== Document passage

Marshall (R-Kan.) began his interrogation into Fauci’s finances by noting the doctor’s salary, $434,000, and the multibillion-dollar budget for federal research grants that he oversees as director of the National Institute of Allergy and Infectious Diseases.

“As the highest-paid employee in the entire federal government, would you be willing to submit to Congress and the public a financial disclosure that includes your past and current investments?” Marshall asked. “After all, your colleague [Centers for Disease Control and Prevention Director Rochelle] Walensky and every member of Congress submits a financial disclosure that includes their investments.”

Fauci countered Marshall’s claim, stating that his investments and financial information were already “public knowledge” and had been for more than 30 years.

“All you have to do is ask for it,” Fauci said. “You’re so misinformed, it’s extraordinary.”

====

What you need to do:
A. From the passage on Fauci's finances, reproduce the words starting with "Marshall (R-Kan.) began" and going on through "than 30 years.".
B. Answer these questions from the passage on Fauci's finances:
(i) What salary did Marshall cite for Fauci?
(ii) Of which institute is Fauci the director?
(iii) For how long did Fauci say his financial information had been public knowledge?

== Records shown

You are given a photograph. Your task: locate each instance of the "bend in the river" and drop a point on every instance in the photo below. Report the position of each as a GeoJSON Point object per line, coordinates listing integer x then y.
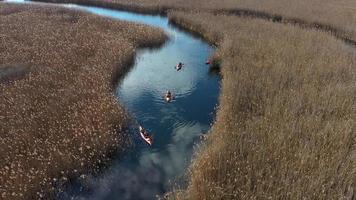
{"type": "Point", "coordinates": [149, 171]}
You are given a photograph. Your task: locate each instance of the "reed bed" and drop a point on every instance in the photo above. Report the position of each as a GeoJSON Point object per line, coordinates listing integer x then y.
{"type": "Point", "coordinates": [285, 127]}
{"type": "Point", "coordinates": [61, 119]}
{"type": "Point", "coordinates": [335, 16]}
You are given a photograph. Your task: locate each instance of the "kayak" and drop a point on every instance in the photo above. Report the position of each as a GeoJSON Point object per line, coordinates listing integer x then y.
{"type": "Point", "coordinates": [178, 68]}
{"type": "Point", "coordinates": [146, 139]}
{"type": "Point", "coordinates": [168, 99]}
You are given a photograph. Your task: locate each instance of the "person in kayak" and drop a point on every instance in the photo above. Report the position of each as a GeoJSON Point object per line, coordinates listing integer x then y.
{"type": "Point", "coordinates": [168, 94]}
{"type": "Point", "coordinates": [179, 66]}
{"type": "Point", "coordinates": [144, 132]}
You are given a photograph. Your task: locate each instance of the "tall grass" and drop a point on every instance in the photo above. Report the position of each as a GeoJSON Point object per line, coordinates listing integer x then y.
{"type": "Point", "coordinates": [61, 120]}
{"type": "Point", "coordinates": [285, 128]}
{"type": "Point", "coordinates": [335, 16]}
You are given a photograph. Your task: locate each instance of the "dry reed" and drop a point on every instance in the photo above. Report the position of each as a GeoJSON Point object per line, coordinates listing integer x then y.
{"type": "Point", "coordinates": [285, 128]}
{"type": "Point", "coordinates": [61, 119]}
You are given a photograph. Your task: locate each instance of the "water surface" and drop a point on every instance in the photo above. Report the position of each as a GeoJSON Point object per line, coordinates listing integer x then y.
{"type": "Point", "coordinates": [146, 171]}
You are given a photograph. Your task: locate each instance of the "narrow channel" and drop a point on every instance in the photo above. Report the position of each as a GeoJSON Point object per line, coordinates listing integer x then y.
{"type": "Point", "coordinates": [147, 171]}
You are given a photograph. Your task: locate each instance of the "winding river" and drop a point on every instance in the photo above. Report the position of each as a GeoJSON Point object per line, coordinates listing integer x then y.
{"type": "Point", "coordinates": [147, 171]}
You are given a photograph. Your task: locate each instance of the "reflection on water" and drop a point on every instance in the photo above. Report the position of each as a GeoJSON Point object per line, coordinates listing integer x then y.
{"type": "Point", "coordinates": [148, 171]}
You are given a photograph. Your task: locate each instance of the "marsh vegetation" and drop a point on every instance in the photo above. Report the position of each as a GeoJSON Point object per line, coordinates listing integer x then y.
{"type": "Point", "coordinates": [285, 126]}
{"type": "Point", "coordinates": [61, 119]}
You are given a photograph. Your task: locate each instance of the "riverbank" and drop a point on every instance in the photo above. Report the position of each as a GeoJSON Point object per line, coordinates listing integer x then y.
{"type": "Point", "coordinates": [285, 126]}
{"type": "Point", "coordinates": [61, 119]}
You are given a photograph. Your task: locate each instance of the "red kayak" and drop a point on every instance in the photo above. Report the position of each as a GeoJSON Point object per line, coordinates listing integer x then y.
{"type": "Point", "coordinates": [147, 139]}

====
== Records shown

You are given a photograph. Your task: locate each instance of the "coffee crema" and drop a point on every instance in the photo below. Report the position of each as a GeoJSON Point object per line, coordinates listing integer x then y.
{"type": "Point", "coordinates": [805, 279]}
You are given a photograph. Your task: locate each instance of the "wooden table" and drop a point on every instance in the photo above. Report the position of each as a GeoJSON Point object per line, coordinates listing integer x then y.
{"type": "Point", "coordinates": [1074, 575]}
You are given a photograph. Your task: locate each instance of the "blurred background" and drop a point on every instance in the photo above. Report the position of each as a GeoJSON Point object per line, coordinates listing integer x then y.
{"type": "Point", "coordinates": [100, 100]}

====

Responses to the tasks:
A.
Marshall (R-Kan.) began his interrogation into Fauci’s finances by noting the doctor’s salary, $434,000, and the multibillion-dollar budget for federal research grants that he oversees as director of the National Institute of Allergy and Infectious Diseases.

“As the highest-paid employee in the entire federal government, would you be willing to submit to Congress and the public a financial disclosure that includes your past and current investments?” Marshall asked. “After all, your colleague [Centers for Disease Control and Prevention Director Rochelle] Walensky and every member of Congress submits a financial disclosure that includes their investments.”

Fauci countered Marshall’s claim, stating that his investments and financial information were already “public knowledge” and had been for more than 30 years.

B.
(i) $434,000
(ii) The National Institute of Allergy and Infectious Diseases
(iii) More than 30 years